------ Document excerpt ------

Goodchild (2001, and to a lesser extent 2006) makes the suggestion that we should not separate order and chaos but embrace their connectedness. It is not, she believes, that things fall apart because the center cannot hold but rather that the center is holding while things fall apart. Both dynamics, both sets of mechanical pull, are occurring at the same time. Goodchild is most interested in the ways in which love and chaos are linked. Looking at the classical stories about Eros and Chaos, she sees that both of these forces can push toward order or against it and all of this can occur on every level from the personal to the collective to the archetypal. She asks us to see how love binds us to the world, how love binds us to ourselves, and yet pulls us away also into the void, into the darkness of the forest, onto paths that have not yet been made.
Love can lead you to places that you do not expect to be lead. It can lead you down the wrong streets. Edinger (1996) asks us to consider how it is that we understand God, what image that the divine takes on when it decides to take up space in our soul. An important question, although Edinger's answer to it is ultimately unsatisfying as he casts animism as a lesser form of vision, a psychologically and emotionally immature version of the ways in which we are supposed to imagine God. Such a narrow version of how we come to an understanding of God -- although Edinger would no doubt deny that his is in fact a narrow version -- does not allow for sufficient wondering and wandering. Edinger seems to require his readers to take pathways that have already been taken: Animism allows one to set off into the still-clean land.

------ Data entries ------

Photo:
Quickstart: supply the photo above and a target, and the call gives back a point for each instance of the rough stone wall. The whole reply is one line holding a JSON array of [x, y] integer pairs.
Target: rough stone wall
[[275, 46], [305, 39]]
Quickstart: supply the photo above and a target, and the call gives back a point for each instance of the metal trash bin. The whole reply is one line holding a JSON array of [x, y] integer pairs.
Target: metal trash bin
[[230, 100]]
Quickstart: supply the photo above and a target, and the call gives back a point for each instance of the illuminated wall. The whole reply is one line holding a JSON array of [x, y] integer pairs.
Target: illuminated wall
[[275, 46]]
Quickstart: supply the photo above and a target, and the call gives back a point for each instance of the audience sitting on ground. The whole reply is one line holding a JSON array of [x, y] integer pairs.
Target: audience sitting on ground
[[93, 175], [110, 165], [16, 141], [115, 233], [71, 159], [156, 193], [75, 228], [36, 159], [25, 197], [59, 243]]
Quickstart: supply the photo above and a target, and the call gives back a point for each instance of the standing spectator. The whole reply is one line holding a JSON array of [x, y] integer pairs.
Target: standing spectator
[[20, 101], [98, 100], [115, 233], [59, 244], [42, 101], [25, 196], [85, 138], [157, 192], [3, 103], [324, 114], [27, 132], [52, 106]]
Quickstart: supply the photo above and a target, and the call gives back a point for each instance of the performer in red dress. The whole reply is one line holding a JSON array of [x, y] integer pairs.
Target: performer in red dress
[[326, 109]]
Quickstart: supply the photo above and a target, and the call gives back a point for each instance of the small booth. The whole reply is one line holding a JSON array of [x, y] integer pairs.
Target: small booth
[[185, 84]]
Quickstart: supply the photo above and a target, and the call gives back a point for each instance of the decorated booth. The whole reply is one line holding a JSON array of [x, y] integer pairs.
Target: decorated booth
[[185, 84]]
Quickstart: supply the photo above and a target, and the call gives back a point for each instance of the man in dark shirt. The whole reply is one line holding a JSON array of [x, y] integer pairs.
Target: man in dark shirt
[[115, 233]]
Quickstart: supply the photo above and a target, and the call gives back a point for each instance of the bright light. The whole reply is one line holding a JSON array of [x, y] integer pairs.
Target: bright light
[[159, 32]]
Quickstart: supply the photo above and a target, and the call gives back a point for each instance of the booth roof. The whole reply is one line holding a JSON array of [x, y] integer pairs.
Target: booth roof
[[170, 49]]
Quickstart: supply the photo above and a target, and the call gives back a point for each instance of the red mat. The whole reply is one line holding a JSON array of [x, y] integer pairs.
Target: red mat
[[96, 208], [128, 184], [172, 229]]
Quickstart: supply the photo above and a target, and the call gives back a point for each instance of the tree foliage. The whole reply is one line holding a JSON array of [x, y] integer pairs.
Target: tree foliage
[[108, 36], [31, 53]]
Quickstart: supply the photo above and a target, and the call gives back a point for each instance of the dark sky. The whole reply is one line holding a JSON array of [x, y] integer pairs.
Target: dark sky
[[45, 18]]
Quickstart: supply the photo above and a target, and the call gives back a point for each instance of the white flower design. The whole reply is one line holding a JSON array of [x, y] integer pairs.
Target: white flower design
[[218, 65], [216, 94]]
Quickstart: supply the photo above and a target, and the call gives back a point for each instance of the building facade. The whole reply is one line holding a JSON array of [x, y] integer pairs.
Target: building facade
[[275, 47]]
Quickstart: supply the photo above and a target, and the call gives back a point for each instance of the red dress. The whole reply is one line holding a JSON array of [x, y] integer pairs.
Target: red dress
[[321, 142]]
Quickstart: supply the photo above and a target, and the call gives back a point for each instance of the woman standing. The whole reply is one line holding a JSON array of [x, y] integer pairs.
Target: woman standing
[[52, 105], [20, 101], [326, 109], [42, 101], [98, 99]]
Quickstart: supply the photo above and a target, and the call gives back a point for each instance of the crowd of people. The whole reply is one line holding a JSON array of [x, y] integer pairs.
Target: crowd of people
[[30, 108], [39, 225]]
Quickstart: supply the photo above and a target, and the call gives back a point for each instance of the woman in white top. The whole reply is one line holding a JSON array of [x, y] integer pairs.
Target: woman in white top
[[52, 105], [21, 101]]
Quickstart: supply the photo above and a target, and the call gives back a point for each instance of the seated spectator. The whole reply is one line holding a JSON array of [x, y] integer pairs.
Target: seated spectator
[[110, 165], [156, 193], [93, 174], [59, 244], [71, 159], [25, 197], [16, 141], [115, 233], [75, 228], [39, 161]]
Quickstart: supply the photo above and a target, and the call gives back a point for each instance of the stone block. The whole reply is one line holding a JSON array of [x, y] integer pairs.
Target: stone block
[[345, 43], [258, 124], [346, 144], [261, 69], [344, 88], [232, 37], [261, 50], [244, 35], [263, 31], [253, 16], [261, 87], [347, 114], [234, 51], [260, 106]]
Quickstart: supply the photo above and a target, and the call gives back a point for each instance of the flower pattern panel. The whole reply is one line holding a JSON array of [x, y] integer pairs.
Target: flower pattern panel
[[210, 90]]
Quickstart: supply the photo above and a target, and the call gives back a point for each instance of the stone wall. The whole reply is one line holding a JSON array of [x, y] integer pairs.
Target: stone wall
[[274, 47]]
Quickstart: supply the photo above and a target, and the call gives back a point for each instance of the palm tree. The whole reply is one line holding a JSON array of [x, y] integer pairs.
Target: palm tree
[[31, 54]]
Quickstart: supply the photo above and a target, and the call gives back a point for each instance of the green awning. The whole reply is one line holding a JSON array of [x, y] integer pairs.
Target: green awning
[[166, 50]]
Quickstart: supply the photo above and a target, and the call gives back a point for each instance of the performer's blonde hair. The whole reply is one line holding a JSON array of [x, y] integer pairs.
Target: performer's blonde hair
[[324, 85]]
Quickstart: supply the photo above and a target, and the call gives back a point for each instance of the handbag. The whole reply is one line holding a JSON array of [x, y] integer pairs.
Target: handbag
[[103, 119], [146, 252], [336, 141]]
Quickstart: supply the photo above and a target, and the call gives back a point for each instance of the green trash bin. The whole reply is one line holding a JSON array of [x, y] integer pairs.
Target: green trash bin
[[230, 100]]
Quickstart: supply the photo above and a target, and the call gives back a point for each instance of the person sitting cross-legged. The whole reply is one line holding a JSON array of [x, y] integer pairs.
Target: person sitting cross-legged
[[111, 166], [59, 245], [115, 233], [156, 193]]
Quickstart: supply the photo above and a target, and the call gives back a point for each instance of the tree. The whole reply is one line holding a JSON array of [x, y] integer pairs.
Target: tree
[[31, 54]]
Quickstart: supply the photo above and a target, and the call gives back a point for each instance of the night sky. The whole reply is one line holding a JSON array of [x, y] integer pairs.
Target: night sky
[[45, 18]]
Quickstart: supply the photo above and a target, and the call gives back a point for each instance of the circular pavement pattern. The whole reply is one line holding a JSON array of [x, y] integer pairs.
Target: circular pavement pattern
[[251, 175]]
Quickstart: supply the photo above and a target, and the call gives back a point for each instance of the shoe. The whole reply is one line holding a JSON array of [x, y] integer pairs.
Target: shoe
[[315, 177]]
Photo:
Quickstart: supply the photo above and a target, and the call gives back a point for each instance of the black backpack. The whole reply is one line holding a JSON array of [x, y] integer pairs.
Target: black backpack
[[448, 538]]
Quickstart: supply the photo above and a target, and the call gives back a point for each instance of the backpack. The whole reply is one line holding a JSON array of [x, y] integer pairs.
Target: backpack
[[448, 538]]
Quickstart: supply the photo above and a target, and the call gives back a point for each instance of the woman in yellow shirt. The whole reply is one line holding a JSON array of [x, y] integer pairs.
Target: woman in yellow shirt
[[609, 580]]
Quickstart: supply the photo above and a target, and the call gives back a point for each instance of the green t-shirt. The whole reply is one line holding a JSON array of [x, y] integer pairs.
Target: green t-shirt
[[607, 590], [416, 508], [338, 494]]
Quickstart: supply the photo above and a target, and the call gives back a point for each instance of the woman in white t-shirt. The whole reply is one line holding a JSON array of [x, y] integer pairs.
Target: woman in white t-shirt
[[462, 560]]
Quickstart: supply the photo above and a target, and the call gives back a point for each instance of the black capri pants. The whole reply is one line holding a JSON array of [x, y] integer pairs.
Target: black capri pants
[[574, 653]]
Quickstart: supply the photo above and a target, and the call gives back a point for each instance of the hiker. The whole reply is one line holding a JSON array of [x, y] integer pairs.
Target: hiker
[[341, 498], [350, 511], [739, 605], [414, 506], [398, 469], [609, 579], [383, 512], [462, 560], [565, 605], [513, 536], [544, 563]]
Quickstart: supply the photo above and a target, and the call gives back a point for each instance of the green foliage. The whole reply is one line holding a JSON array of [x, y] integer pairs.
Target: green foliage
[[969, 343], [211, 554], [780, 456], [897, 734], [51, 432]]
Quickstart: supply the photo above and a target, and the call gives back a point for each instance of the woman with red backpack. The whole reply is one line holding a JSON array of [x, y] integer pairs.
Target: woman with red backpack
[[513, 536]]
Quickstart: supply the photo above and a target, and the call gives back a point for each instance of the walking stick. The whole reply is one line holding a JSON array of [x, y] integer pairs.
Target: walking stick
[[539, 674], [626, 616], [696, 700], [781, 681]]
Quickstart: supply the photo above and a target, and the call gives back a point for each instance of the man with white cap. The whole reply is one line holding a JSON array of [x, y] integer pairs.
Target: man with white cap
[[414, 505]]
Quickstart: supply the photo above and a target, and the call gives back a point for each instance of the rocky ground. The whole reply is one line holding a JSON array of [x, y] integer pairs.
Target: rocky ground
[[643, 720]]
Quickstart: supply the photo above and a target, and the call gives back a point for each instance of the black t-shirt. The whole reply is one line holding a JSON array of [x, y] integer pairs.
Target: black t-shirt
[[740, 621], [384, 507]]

------

*Task set*.
(a) In the passage on love, chaos, and the divine, how does Edinger cast animism?
(b) Supply what comes next in the passage on love, chaos, and the divine, picking up after its last sentence.
The lines play no part in what is asked here.

*Per-task answers*.
(a) He casts it as a lesser form of vision, a psychologically and emotionally immature version of the ways we are supposed to imagine God.

(b)
Edinger seemed to be closer to sanctioning the importance of getting lost in Anatomy of the psyche, written 11 years before. This is all too often the case: Truth tends to fade, convention tends to triumph. We are closest to the heart of everything at the beginning, and then we think too much about it. Edinger's careful yet wondrous speculations on mythology and alchemy in this first book let me feel freed from the world, gave me the wings that would allow me to get lost.
Being lost, even if it be for only a few moments at an intersection of unknown streets, worshipping at a temple of golden sweetness tended by an ancient priestess, is frightening. It urges us to retreat. To look for established paths. To keep our eyes down so that the next time the divine is present -- bidden or unbidden -- we are not touched with any madness at all.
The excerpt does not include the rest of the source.